# YOUR GOAL:
Lay out the material as a numbered list, starting at the line that contains "Annotation task — locate each instance of the player's head" and running through the end of the material. Omit blank lines and leave the pictures out of the answer.

[Rows from an object-pointing dataset]
------------------------

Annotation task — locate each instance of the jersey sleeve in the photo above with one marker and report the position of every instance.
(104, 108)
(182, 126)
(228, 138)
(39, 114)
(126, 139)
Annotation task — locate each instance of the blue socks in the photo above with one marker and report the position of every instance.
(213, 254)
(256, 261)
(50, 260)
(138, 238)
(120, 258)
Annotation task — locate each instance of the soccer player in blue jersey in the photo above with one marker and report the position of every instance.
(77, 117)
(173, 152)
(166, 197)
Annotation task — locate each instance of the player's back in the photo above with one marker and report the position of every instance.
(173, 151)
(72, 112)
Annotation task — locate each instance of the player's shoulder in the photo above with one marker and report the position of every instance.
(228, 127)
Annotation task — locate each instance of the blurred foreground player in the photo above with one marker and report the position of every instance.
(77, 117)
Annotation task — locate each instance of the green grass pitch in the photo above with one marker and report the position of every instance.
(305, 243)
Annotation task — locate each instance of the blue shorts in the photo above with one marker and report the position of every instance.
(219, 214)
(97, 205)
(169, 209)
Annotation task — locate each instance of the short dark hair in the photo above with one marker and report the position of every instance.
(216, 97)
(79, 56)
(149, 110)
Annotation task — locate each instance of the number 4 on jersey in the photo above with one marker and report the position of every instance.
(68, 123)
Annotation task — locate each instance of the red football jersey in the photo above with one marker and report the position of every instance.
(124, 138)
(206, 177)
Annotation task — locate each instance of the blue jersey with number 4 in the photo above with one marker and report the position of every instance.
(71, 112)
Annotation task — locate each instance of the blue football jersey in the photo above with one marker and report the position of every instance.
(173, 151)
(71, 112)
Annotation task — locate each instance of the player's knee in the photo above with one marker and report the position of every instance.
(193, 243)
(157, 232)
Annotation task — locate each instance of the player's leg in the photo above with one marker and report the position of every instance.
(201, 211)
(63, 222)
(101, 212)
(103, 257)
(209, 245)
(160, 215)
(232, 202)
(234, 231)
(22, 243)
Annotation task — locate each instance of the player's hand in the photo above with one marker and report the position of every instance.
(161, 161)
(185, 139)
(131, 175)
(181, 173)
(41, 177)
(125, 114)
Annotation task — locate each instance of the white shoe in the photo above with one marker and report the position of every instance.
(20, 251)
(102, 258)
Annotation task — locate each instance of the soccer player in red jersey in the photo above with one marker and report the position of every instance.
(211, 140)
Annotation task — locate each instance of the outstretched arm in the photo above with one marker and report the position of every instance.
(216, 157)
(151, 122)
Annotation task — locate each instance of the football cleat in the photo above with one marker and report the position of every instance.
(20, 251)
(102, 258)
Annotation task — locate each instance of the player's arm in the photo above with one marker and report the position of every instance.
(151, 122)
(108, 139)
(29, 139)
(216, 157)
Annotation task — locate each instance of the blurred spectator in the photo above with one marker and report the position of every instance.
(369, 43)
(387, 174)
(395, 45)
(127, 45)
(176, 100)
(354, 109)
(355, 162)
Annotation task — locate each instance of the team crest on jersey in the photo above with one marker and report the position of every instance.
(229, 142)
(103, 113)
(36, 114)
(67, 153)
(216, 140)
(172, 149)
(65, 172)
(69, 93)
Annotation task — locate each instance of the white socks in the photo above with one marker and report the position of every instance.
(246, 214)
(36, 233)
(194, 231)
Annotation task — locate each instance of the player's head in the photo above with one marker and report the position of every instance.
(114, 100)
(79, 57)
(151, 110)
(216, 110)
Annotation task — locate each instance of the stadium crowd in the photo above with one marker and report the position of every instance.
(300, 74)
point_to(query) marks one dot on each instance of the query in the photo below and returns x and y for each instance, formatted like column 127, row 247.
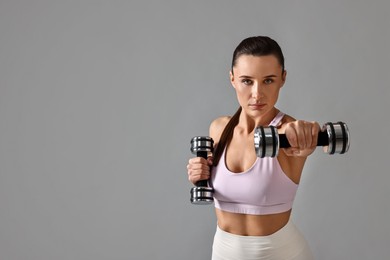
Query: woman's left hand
column 302, row 136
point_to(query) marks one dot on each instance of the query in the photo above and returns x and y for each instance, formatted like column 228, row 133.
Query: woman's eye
column 268, row 81
column 247, row 81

------------------------

# TASK RESPONSE:
1. Annotation task — locate each instance of the player's head in the photo above with one marker and report the position of every instance.
2. (114, 100)
3. (79, 57)
4. (151, 110)
5. (216, 110)
6. Annotation task — locate each instance of the stadium crowd in the photo above with one marker and report the position of every instance.
7. (300, 74)
8. point_to(query) marks one dot on each instance of the query in the photo below and returns x and y for each instance, formatted like column 127, row 247.
9. Query: woman's left hand
10. column 302, row 136
11. point_to(query) marks one dot on each instance of the query in the photo above and returns x and y for each instance, formatted like column 228, row 133.
12. Query: woman's eye
13. column 268, row 81
14. column 247, row 81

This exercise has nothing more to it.